INPUT DATA:
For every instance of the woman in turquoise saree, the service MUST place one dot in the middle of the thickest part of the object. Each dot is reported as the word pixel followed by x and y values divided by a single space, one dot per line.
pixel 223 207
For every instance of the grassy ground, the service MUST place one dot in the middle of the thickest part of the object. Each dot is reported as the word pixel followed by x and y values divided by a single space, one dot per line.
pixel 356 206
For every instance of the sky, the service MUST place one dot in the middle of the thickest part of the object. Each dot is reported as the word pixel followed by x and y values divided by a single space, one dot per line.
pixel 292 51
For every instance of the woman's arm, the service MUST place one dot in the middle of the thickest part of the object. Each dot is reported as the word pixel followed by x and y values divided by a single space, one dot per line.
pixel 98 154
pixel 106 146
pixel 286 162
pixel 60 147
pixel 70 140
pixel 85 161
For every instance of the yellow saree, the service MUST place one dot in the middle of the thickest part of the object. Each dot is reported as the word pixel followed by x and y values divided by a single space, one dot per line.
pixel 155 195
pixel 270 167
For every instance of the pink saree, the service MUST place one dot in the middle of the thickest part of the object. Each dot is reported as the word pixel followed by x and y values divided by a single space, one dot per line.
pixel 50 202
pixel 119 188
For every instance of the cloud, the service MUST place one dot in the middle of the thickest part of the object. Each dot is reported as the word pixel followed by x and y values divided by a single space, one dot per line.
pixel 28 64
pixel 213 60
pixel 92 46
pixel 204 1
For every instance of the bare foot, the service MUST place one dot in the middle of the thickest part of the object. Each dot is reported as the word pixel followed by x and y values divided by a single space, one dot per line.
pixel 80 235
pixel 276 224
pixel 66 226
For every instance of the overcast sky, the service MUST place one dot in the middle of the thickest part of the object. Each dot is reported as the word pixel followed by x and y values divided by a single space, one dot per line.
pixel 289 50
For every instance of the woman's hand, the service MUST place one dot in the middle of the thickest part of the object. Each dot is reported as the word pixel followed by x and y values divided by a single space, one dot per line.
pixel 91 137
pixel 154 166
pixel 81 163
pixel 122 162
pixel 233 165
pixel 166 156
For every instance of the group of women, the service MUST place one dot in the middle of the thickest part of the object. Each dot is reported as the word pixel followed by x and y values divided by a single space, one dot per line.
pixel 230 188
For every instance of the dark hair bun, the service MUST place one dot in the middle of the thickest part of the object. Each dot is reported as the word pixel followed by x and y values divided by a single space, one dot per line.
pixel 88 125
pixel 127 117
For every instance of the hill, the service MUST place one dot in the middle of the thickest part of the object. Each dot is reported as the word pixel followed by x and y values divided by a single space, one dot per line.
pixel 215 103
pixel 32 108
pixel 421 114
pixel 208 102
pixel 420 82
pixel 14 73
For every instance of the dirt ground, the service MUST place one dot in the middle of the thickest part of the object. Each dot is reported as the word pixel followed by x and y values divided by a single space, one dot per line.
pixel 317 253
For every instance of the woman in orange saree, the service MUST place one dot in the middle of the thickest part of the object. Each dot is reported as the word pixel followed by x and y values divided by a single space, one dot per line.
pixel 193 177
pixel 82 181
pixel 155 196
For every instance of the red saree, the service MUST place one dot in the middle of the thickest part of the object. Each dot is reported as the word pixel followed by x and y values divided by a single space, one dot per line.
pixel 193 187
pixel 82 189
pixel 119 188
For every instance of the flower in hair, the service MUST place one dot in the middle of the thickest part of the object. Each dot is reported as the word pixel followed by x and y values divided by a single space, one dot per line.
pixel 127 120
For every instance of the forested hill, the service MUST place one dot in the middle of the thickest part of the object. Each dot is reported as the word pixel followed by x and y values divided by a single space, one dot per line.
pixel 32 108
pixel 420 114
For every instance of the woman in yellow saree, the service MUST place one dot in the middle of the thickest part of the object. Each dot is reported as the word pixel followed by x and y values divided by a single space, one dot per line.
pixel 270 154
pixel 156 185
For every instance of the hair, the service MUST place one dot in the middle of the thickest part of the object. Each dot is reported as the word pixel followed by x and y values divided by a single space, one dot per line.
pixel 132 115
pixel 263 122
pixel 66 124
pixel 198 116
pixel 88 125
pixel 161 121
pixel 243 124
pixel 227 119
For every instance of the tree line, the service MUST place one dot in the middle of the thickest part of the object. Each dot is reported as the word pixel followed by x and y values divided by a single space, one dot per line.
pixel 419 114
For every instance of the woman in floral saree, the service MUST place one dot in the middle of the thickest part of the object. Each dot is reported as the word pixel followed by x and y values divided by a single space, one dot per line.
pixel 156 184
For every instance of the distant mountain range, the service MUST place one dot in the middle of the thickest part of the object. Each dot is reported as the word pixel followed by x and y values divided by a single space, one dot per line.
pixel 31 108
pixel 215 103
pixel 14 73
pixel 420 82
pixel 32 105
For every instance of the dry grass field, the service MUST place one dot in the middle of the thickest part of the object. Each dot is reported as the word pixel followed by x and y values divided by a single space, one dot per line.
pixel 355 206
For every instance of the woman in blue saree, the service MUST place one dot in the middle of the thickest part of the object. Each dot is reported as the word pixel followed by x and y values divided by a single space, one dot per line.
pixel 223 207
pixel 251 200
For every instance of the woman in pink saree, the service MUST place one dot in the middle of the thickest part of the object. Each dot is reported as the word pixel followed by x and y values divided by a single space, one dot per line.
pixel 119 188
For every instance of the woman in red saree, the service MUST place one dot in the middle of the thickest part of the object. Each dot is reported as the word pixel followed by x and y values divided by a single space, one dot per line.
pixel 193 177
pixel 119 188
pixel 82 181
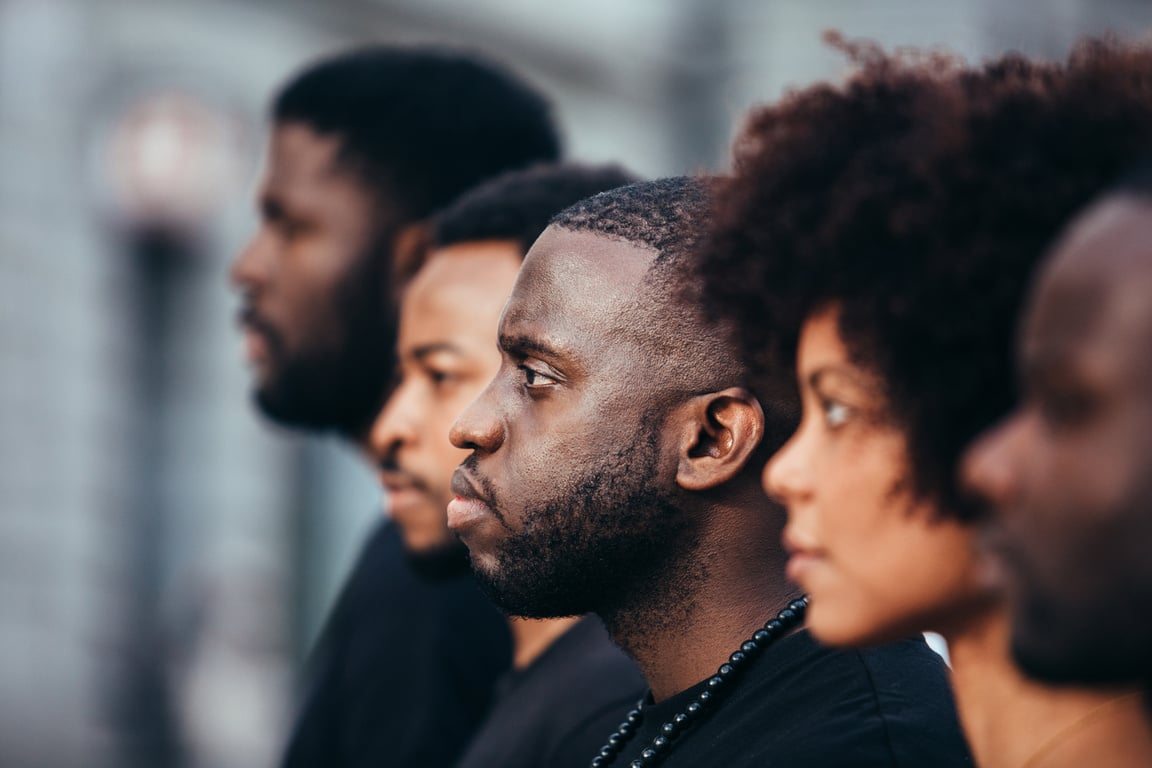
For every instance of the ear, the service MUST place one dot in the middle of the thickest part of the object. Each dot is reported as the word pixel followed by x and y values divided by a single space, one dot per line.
pixel 409 249
pixel 721 431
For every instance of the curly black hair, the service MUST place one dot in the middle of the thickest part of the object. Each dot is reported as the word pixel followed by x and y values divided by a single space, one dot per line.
pixel 422 124
pixel 521 204
pixel 917 198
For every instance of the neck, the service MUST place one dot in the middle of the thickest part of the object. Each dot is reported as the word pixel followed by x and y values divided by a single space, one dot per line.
pixel 710 601
pixel 1013 722
pixel 531 637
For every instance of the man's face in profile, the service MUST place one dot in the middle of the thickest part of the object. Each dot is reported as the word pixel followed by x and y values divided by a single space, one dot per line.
pixel 447 354
pixel 1070 472
pixel 566 500
pixel 315 282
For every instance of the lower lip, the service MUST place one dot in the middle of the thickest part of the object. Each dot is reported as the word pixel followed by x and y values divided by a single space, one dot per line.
pixel 463 512
pixel 256 348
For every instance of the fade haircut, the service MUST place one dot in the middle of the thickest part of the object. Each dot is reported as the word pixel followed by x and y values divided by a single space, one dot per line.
pixel 917 198
pixel 421 126
pixel 517 206
pixel 671 217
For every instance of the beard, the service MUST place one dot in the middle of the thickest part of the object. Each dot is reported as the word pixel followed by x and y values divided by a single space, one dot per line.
pixel 340 386
pixel 445 562
pixel 611 541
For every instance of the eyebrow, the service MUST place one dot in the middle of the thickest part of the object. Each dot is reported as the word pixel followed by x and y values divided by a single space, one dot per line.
pixel 426 350
pixel 848 375
pixel 521 344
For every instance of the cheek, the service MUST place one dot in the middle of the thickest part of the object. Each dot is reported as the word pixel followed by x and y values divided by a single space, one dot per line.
pixel 904 577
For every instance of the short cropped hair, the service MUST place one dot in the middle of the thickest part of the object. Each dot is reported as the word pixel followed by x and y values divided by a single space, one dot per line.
pixel 517 206
pixel 422 124
pixel 917 198
pixel 668 215
pixel 671 217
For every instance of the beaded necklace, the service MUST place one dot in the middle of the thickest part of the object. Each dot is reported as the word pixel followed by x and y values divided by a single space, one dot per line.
pixel 707 699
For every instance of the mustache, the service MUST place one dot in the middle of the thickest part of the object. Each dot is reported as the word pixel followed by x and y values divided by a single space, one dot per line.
pixel 471 468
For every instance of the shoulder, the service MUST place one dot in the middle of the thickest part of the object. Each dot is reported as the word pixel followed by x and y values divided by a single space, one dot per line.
pixel 826 707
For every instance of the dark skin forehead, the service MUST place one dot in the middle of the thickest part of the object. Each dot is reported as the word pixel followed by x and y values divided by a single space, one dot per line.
pixel 573 298
pixel 1092 310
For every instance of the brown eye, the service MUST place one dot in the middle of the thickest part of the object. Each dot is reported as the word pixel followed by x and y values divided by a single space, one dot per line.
pixel 834 413
pixel 533 378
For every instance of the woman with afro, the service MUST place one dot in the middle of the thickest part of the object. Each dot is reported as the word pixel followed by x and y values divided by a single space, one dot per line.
pixel 874 243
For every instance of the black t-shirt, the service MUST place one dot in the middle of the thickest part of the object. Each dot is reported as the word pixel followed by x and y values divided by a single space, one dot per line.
pixel 560 709
pixel 801 705
pixel 404 669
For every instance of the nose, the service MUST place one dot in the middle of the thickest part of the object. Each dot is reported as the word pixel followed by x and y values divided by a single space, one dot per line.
pixel 990 468
pixel 394 425
pixel 250 267
pixel 479 427
pixel 786 474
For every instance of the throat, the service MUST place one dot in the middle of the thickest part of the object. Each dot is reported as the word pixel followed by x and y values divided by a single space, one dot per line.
pixel 531 637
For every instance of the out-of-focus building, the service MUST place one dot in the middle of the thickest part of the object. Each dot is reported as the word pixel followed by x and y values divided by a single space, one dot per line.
pixel 165 557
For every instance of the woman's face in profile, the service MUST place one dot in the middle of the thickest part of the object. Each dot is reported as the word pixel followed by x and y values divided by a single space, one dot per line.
pixel 878 561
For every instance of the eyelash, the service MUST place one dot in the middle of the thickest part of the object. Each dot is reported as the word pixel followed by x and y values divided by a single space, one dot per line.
pixel 529 373
pixel 835 413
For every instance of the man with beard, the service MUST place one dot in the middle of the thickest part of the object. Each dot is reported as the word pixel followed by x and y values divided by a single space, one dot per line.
pixel 1070 470
pixel 364 147
pixel 614 469
pixel 569 684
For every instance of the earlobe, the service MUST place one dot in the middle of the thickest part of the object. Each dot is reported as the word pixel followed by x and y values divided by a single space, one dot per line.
pixel 409 249
pixel 721 431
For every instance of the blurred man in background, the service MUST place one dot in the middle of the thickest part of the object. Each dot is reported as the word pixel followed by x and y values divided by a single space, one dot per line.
pixel 569 685
pixel 364 147
pixel 1070 470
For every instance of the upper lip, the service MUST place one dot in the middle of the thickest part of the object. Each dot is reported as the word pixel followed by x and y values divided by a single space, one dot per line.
pixel 464 486
pixel 248 318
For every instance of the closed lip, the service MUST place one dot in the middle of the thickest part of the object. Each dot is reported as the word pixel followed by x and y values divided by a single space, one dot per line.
pixel 469 506
pixel 803 554
pixel 394 480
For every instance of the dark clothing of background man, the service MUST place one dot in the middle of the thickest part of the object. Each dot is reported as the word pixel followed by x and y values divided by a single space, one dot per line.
pixel 804 706
pixel 404 668
pixel 566 704
pixel 364 147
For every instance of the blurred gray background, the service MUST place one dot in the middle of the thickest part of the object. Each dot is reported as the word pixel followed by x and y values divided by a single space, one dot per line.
pixel 165 556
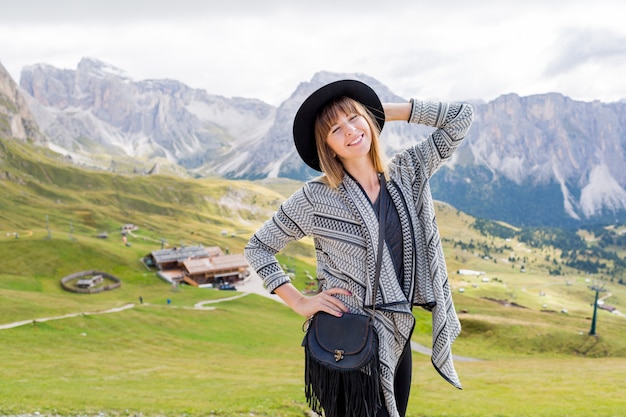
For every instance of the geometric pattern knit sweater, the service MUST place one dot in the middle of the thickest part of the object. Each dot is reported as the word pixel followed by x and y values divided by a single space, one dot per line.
pixel 344 228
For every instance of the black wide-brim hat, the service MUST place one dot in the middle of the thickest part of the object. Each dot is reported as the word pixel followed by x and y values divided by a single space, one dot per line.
pixel 304 122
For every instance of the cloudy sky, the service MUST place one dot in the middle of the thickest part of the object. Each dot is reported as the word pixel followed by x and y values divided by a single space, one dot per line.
pixel 445 49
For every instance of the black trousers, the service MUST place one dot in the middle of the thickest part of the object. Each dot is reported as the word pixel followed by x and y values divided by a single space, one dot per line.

WHAT YOU HAVE TO DO:
Output nothing but the lines from the one containing "For every instance of the closed" to the end of the listing, both ends included, reproduced exactly. Pictures stay out.

TASK SOLUTION:
For every instance of the closed lip, the service MUST place one dot in the middle of the thickest part of the object. Each dot is reported as the word pixel followed by x and y values divided by a single space, one dot per line.
pixel 469 506
pixel 803 554
pixel 394 480
For every instance of the dark clothing of background man, the service MUST place one dot in the middle of the thickest part of the object. Each dot is reported as the word pixel followed by x and y values divided by a single space, one dot per line.
pixel 804 706
pixel 404 668
pixel 566 704
pixel 364 147
For every instance of the blurred gray background, the service MUST place one dot in the middle of the thickest part of the object. Each dot is reported as the word pixel followed by x and y values divided by a single space, one dot per line.
pixel 165 556
For every instance of the geometric pattern knit sweater, the service MUST place one dot in the middle of the thickest part of the object. Each dot is reported as the word pixel followed by x and y values divided by a single space, one dot per line.
pixel 344 228
For every instance of the black wide-brim hat, the service MUST place one dot in the middle of the thickest part of the object. Each dot is reported as the word pixel followed by x and y values divided by a single space, one dot per line.
pixel 304 122
For every instance of the cloudy sky, the service MUST place one dot in the middle of the thickest part of the object. Each dot is reported as the word pixel followed by x and y values divided by a single space, one dot per line.
pixel 445 49
For every instance of the black trousers, the service MUST place one dot in the middle of the thickest part of the object. Each dot is reported as the word pixel followed by x and y values divided by a single space, one dot per line.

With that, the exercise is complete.